_DIRECTIONS_
1) Reproduce the passage of the qualification description from "PURPOSE AND RATIONALE" to "Package (SoP) design.".
2) Answer these questions using the qualification description:
(a) How many minimum credits does the qualification carry?
(b) Which institution is listed as the originator?
(c) What kind of dissertation does the qualification include?

_TEXT SEGMENT_
Master of Engineering in Nanoelectronics 
SAQA QUAL ID QUALIFICATION TITLE
112901  Master of Engineering in Nanoelectronics 
ORIGINATOR
University of Johannesburg 
PRIMARY OR DELEGATED QUALITY ASSURANCE FUNCTIONARY NQF SUB-FRAMEWORK
CHE - Council on Higher Education  HEQSF - Higher Education Qualifications Sub-framework 
QUALIFICATION TYPE FIELD SUBFIELD
Master's Degree  Field 06 - Manufacturing, Engineering and Technology  Engineering and Related Design 
ABET BAND MINIMUM CREDITS PRE-2009 NQF LEVEL NQF LEVEL QUAL CLASS
Undefined  180  Not Applicable  NQF Level 09  Regular-Provider-ELOAC 
REGISTRATION STATUS SAQA DECISION NUMBER REGISTRATION START DATE REGISTRATION END DATE
Reregistered  EXCO 0821/24  2019-11-22  2027-06-30 
LAST DATE FOR ENROLMENT LAST DATE FOR ACHIEVEMENT
2028-06-30   2031-06-30  

In all of the tables in this document, both the pre-2009 NQF Level and the NQF Level is shown. In the text (purpose statements, qualification rules, etc), any references to NQF Levels are to the pre-2009 levels unless specifically stated otherwise.  

This qualification does not replace any other qualification and is not replaced by any other qualification. 

PURPOSE AND RATIONALE OF THE QUALIFICATION 
Purpose:
The purpose of the Master of Engineering in Nanoelectronics is to develop engineers with advanced abilities in applying fundamental Nanoelectronics within multi - and cross-disciplinary environments of today's workplace. The qualification prepares learners to respond to complex problems and provide solutions to challenges. Learner will gain experience in the field of Integrated Circuit (IC) and Systems on Package (SoP) design.
Also, learners will develop the capability to:
  • Perform independent research,
  • Investigate device nanophenomena from scientific principles, and
  • Implement outcomes to improve Nanoelectronic designs.

    The qualification provides advanced knowledge in areas such as:
  • Analogue,
  • Digital and mixed-signal electronic design,
  • RF,
  • Mm-Wave and communications engineering,
  • Physics of semiconductor and superconducting materials,
  • Design for testability, and
  • Nanoelectronic technologies.
    The qualification will assist learners in acquiring advanced computer skills, including the excessive use of online resources and EDA tools. The qualification includes a minor dissertation, promoting research and independent learning from the learners.

    Rationale:
    With the ever-increasing need for mobile computing and communication, the field of Microelectronics and Nanoelectronics has become the field that is driving the latest technology advances. On-chip (system-on-chip) level built or on system-on-package level allows for the production of more devices that help cut down on size, power consumption, and cost. This system enables for smaller, portable devices such as smartphones, tablets, modems and navigation devices to have an increased number of features at a fraction of the cost.

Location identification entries
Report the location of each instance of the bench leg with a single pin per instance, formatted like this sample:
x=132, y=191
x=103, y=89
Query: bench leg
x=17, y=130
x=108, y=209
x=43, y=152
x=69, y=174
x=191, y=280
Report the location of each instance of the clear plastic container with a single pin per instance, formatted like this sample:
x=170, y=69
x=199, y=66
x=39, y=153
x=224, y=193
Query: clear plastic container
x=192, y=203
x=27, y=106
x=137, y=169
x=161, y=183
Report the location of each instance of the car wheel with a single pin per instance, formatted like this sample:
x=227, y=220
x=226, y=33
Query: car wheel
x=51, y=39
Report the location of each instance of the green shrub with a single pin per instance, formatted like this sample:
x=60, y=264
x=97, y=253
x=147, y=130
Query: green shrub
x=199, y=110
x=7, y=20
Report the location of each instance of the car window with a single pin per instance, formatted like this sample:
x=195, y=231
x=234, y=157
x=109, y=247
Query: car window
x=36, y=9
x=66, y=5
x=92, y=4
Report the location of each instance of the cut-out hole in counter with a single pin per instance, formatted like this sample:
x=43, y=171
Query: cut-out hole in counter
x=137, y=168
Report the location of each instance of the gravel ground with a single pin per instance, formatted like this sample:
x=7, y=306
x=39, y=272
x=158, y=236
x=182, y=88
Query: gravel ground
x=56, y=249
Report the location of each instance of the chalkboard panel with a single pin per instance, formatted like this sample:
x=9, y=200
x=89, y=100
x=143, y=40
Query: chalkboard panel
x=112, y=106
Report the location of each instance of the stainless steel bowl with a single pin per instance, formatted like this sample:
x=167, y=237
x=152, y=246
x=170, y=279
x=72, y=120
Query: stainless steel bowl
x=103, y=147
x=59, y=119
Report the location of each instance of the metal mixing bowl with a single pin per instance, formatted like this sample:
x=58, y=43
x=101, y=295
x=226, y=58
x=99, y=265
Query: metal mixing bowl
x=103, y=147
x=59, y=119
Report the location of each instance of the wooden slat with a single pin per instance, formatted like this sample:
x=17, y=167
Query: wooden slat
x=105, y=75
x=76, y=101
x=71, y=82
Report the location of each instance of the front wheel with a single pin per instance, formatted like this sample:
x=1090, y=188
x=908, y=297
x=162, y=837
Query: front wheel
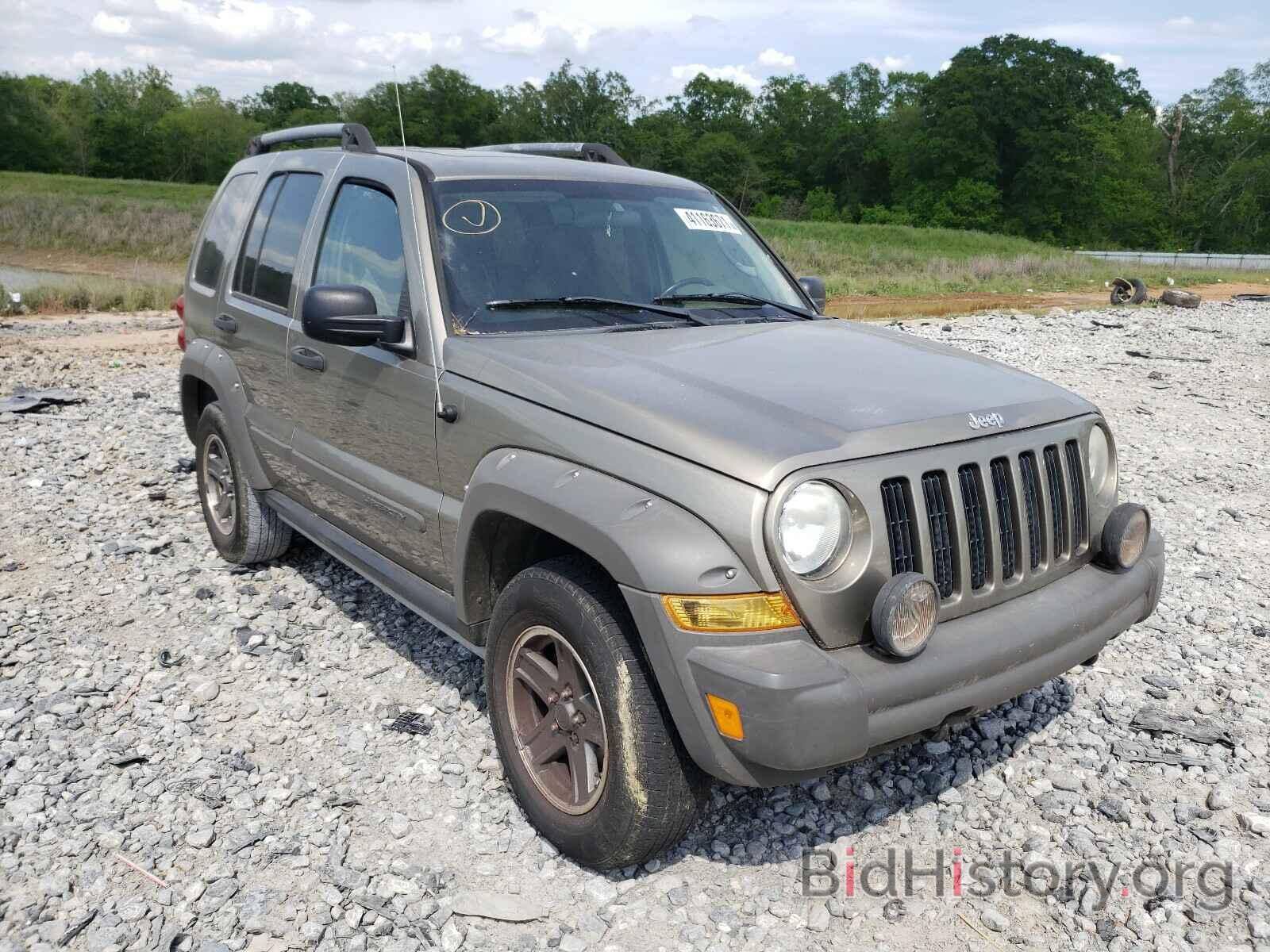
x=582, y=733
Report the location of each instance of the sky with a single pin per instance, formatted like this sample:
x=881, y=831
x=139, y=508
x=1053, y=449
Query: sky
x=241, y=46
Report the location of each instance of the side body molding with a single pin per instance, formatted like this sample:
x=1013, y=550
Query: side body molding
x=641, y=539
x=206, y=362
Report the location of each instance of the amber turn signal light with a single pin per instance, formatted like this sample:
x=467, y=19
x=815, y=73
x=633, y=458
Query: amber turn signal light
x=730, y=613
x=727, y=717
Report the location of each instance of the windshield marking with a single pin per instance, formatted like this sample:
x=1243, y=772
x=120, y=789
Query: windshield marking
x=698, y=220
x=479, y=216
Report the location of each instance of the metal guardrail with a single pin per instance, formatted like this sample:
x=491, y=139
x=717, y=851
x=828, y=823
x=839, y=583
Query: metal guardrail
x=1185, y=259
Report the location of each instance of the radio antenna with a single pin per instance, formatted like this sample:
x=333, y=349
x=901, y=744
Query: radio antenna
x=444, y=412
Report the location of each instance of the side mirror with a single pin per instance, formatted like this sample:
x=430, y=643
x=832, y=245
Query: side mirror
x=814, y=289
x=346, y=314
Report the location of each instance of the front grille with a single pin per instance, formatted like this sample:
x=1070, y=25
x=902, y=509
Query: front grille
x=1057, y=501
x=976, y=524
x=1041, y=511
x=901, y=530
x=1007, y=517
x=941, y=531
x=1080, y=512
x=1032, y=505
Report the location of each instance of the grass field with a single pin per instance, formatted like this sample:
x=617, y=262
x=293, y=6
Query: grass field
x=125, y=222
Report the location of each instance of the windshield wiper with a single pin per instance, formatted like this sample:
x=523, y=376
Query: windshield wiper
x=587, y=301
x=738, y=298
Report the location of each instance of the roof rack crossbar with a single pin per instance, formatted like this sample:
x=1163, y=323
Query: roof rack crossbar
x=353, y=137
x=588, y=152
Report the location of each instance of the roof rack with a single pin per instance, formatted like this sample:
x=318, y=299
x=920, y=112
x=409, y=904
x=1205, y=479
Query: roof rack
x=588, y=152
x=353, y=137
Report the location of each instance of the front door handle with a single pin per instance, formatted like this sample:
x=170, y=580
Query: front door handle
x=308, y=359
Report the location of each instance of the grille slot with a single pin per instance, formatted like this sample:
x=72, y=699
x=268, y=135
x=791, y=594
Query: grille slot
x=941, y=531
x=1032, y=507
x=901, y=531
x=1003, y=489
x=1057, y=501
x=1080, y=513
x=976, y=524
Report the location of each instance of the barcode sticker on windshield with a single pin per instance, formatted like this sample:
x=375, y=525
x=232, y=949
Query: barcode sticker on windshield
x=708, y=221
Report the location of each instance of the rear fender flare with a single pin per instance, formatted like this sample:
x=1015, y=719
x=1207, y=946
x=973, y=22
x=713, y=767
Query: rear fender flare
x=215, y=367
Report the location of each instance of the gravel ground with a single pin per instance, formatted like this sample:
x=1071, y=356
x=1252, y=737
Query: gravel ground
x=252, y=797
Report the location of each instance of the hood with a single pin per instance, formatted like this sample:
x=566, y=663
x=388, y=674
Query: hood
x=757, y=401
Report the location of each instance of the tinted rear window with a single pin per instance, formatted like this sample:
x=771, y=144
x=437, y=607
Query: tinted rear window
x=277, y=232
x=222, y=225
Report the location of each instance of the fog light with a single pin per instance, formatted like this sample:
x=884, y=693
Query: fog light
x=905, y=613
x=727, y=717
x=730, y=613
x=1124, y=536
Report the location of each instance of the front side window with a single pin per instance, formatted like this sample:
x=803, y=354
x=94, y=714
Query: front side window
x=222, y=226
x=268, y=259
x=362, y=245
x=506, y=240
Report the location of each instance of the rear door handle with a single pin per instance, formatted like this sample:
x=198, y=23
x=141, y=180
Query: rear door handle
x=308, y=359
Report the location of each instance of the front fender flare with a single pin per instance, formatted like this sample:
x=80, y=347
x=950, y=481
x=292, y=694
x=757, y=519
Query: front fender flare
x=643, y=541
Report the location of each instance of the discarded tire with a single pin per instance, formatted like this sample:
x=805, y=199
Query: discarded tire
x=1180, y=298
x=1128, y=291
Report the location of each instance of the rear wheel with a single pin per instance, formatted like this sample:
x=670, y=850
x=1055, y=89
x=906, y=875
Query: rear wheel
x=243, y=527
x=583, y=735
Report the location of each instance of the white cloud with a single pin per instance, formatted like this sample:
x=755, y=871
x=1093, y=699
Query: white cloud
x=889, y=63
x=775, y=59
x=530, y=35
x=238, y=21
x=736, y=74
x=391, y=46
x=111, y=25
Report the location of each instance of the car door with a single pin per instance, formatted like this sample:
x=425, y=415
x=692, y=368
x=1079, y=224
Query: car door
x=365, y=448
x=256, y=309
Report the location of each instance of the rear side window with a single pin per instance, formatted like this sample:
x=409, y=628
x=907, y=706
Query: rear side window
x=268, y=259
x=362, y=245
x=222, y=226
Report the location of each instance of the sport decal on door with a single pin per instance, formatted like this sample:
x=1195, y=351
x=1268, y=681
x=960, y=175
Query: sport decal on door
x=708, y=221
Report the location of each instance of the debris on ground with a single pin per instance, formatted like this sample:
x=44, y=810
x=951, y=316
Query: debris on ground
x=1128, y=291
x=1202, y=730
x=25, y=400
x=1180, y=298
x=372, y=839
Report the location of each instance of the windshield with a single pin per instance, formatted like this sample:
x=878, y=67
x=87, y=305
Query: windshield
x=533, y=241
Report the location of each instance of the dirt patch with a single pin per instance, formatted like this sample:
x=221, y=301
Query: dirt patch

_EXPECTED RESPONSES_
1)
PURPOSE AND RATIONALE OF THE QUALIFICATION 
Purpose:
The purpose of the Master of Engineering in Nanoelectronics is to develop engineers with advanced abilities in applying fundamental Nanoelectronics within multi - and cross-disciplinary environments of today's workplace. The qualification prepares learners to respond to complex problems and provide solutions to challenges. Learner will gain experience in the field of Integrated Circuit (IC) and Systems on Package (SoP) design.

2)
(a) 180
(b) University of Johannesburg
(c) A minor dissertation